* Start Document extract *

I noticed you are going to reread Spenser. I have a nice penguin black edition of The Faerie Queen..so perhaps I should embark on that too in 2013?
Actually, it's Milton whom I expect to focus on in 2013. The Spenser biography is tempting, but it will have to wait. I'm quite keen to reread
Paradise Lost this year and to finish Masson's six-volume biography of Milton. (I'm near the end of vol. 2, with the English Civil War having broken out, and Milton having written several "pamphlets" on the Puritan side. By the end of vol. 3, the Parliamentarians will have killed King Charles.) I mean also to read an Everyman paperback of Richard Baxter's autobiography, and probably other 17th-century material.
But I love Spenser's
Faerie Queene. I have the Penguin edition that you mention. When I'm rereading one of the books in the Penguin edition, I like to have a few things by me -- Graham Hough's excellent
Preface to The Faerie Queene and some things about the FQ by C. S. Lewis, such as the papers in
Essays on Medieval and Renaissance Literature (there is a 3-page piece that always whets my appetite) and the section on Spenser in
English Literature in the Sixteenth Century, Excluding Drama. And there is a Dover paperback of Walter Crane's illustrations from an edition of the FQ.

* End Document extract *
* Start Input records *

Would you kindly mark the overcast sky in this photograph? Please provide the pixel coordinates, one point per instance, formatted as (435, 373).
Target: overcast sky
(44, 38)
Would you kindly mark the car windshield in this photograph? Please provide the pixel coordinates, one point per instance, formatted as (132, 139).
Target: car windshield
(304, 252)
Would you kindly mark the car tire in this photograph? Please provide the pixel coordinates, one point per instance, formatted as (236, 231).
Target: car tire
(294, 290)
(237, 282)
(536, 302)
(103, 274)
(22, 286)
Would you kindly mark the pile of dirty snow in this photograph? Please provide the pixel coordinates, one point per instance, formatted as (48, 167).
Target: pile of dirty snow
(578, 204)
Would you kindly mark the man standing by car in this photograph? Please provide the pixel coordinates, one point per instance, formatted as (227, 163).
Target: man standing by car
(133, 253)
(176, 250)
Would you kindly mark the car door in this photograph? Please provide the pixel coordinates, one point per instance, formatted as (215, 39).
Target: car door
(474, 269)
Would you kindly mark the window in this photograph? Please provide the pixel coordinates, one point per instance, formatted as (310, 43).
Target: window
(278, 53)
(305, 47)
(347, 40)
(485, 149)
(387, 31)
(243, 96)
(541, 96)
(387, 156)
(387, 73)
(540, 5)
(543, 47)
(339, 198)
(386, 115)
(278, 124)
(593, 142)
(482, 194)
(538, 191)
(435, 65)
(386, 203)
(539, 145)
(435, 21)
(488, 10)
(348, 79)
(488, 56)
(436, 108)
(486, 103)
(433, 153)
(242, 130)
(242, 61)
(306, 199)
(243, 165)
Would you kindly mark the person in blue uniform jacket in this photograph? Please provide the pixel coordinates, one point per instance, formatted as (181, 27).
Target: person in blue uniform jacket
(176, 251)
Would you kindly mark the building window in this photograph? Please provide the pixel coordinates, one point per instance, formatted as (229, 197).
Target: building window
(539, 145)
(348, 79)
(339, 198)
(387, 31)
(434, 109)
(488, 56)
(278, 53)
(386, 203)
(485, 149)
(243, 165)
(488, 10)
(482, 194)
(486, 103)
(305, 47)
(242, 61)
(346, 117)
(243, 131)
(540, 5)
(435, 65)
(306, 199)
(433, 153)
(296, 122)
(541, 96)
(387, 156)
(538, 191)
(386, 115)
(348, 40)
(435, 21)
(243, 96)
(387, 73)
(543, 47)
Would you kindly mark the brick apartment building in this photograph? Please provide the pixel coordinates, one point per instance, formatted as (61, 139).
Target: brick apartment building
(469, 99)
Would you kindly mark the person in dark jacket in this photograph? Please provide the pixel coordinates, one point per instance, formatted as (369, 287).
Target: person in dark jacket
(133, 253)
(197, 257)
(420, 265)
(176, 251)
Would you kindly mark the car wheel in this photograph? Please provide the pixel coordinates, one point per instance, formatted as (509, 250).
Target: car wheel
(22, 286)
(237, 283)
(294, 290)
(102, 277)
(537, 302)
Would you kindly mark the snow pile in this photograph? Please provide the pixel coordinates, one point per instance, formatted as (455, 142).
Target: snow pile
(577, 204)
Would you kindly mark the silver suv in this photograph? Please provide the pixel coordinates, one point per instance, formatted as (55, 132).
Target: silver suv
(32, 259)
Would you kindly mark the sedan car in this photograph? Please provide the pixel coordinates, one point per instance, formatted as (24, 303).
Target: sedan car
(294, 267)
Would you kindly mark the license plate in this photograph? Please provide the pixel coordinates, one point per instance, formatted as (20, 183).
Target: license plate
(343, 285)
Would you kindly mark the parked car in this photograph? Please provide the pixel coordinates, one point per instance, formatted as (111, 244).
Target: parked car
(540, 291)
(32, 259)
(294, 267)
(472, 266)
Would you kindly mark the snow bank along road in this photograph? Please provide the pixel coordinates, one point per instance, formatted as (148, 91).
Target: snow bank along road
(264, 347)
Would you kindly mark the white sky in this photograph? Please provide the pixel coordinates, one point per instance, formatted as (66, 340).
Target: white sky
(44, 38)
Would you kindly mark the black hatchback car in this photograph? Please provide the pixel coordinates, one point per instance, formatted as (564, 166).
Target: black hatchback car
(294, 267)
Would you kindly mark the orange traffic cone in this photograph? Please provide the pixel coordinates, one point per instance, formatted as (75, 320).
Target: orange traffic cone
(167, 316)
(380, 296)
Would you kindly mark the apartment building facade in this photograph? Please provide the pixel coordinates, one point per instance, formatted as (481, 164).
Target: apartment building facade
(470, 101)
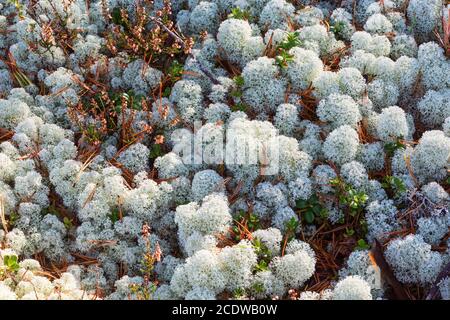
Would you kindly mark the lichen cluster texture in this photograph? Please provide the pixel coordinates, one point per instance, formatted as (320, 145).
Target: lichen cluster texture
(118, 181)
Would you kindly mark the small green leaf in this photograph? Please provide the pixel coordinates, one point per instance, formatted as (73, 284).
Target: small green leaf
(309, 216)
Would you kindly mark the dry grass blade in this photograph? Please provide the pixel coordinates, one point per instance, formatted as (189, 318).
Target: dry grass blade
(3, 213)
(434, 291)
(386, 272)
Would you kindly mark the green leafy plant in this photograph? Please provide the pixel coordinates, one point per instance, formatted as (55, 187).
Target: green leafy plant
(237, 90)
(245, 222)
(156, 151)
(292, 40)
(349, 232)
(337, 28)
(291, 228)
(353, 199)
(114, 216)
(67, 223)
(284, 57)
(19, 7)
(361, 244)
(312, 209)
(391, 147)
(264, 255)
(11, 263)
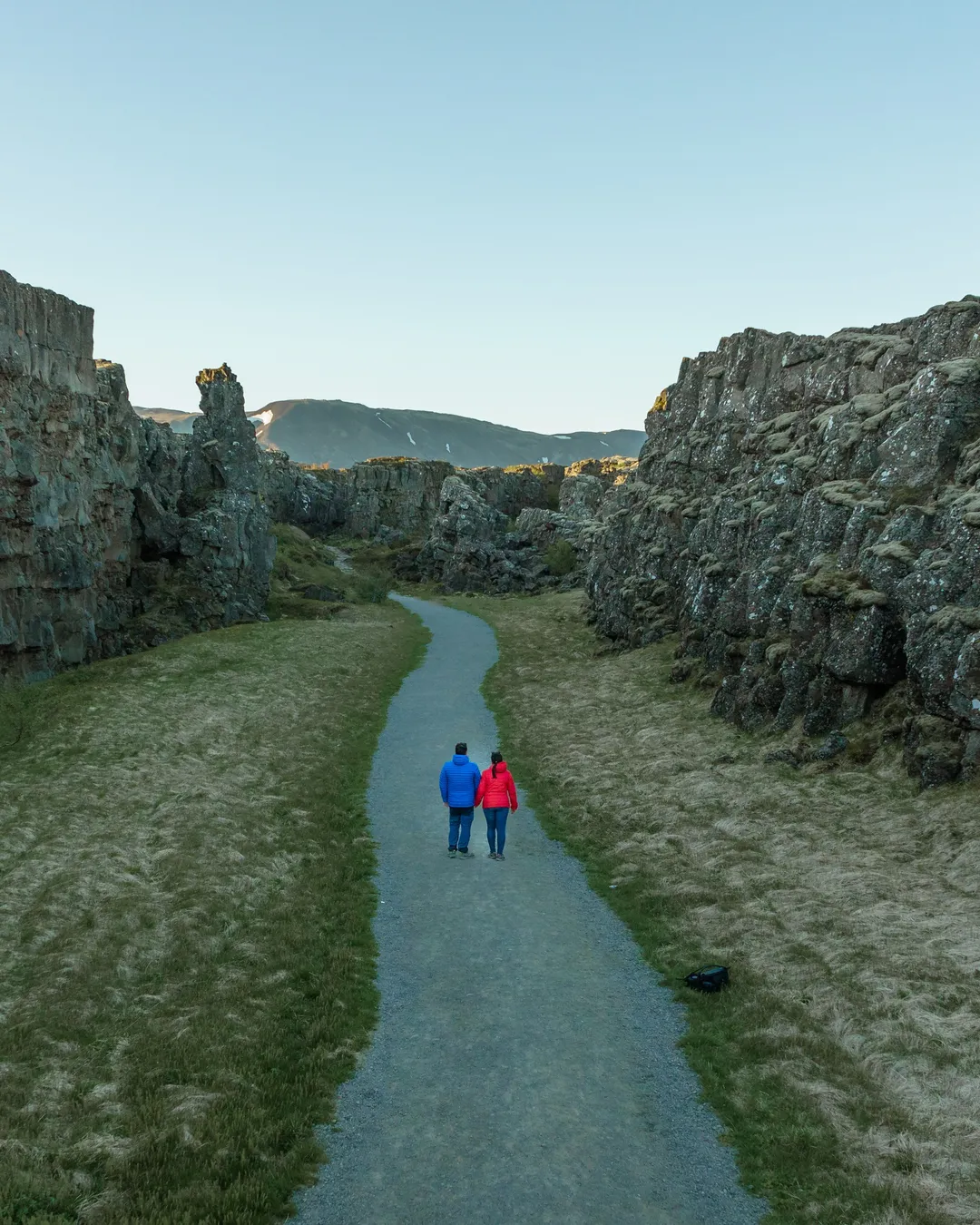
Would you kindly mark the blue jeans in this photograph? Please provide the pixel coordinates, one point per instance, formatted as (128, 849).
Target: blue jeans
(496, 828)
(459, 822)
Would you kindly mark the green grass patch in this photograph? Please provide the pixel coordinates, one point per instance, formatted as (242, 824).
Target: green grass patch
(844, 1061)
(186, 961)
(305, 581)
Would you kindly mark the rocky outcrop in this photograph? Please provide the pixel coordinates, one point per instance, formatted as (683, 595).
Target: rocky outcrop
(806, 514)
(475, 546)
(387, 497)
(115, 532)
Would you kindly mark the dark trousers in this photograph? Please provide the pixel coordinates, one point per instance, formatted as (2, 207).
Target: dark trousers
(496, 828)
(459, 822)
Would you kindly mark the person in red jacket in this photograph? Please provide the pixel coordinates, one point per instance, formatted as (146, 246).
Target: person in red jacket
(499, 797)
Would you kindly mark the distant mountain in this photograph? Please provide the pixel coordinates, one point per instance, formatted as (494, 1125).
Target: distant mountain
(338, 433)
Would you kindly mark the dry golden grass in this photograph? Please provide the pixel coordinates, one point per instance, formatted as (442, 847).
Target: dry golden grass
(186, 965)
(846, 1060)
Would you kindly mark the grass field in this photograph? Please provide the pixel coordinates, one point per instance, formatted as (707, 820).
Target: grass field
(186, 963)
(846, 1060)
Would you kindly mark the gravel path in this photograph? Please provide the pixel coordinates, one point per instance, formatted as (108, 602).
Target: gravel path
(524, 1068)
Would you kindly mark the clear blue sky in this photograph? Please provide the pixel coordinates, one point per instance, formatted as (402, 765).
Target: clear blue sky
(527, 211)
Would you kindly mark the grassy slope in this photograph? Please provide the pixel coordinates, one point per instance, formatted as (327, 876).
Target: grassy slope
(844, 1061)
(186, 963)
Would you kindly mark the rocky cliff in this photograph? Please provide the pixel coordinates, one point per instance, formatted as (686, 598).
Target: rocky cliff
(806, 514)
(115, 533)
(514, 529)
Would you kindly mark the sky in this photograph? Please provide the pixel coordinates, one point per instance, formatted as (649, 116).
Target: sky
(527, 211)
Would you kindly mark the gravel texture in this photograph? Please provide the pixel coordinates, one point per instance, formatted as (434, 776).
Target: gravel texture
(524, 1068)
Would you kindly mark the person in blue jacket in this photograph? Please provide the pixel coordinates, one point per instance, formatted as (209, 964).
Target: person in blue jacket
(457, 784)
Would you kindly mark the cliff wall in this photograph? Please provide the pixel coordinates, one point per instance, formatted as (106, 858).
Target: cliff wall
(806, 514)
(114, 532)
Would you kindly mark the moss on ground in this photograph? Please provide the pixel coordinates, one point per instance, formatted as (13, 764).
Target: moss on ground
(303, 565)
(844, 1063)
(186, 961)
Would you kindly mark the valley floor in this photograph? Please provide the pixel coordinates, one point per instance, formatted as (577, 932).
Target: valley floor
(186, 961)
(846, 1059)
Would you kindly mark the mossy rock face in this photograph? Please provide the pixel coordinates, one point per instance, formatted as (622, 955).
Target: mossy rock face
(561, 559)
(821, 493)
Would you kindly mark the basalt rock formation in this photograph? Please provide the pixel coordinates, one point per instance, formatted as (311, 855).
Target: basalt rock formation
(806, 514)
(114, 533)
(495, 531)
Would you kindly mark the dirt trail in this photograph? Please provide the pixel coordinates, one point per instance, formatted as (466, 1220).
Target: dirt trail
(524, 1067)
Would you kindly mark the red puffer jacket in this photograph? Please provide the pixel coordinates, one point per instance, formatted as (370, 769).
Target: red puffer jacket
(496, 793)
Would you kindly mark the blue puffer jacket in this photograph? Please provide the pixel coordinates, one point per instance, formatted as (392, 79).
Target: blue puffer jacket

* End Input records *

Aim 1:
From the note about rereading Spenser and Milton, reproduce word for word the passage starting with "Actually, it's Milton" and going on through "other 17th-century material.".
Aim 2:
List each line of the rows that contains the string "clear", matching case exactly.

Written response 1:
Actually, it's Milton whom I expect to focus on in 2013. The Spenser biography is tempting, but it will have to wait. I'm quite keen to reread
Paradise Lost this year and to finish Masson's six-volume biography of Milton. (I'm near the end of vol. 2, with the English Civil War having broken out, and Milton having written several "pamphlets" on the Puritan side. By the end of vol. 3, the Parliamentarians will have killed King Charles.) I mean also to read an Everyman paperback of Richard Baxter's autobiography, and probably other 17th-century material.

Written response 2:
Would you kindly mark the clear blue sky in this photograph? Please provide the pixel coordinates, one point per instance, formatted as (402, 765).
Target: clear blue sky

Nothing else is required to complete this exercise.